>> BEGIN RAW RECORDS

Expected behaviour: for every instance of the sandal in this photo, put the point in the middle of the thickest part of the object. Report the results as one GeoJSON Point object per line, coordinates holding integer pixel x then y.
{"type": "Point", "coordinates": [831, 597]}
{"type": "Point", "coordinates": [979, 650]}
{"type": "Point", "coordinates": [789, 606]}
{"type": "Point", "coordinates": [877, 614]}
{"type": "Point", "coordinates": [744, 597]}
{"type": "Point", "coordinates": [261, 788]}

>> END RAW RECORDS

**WHAT TO PRODUCE**:
Update the entries above by changing "thickest part" to "widest part" and leaving every other line as it is.

**FINISHED ANSWER**:
Expected behaviour: for every instance of the sandal in this photo, put the point in the middle of the widest part of the object. Report the results as one GeoJSON Point object per line, coordinates holding integer pixel x then y.
{"type": "Point", "coordinates": [831, 597]}
{"type": "Point", "coordinates": [979, 650]}
{"type": "Point", "coordinates": [789, 606]}
{"type": "Point", "coordinates": [877, 614]}
{"type": "Point", "coordinates": [744, 597]}
{"type": "Point", "coordinates": [261, 788]}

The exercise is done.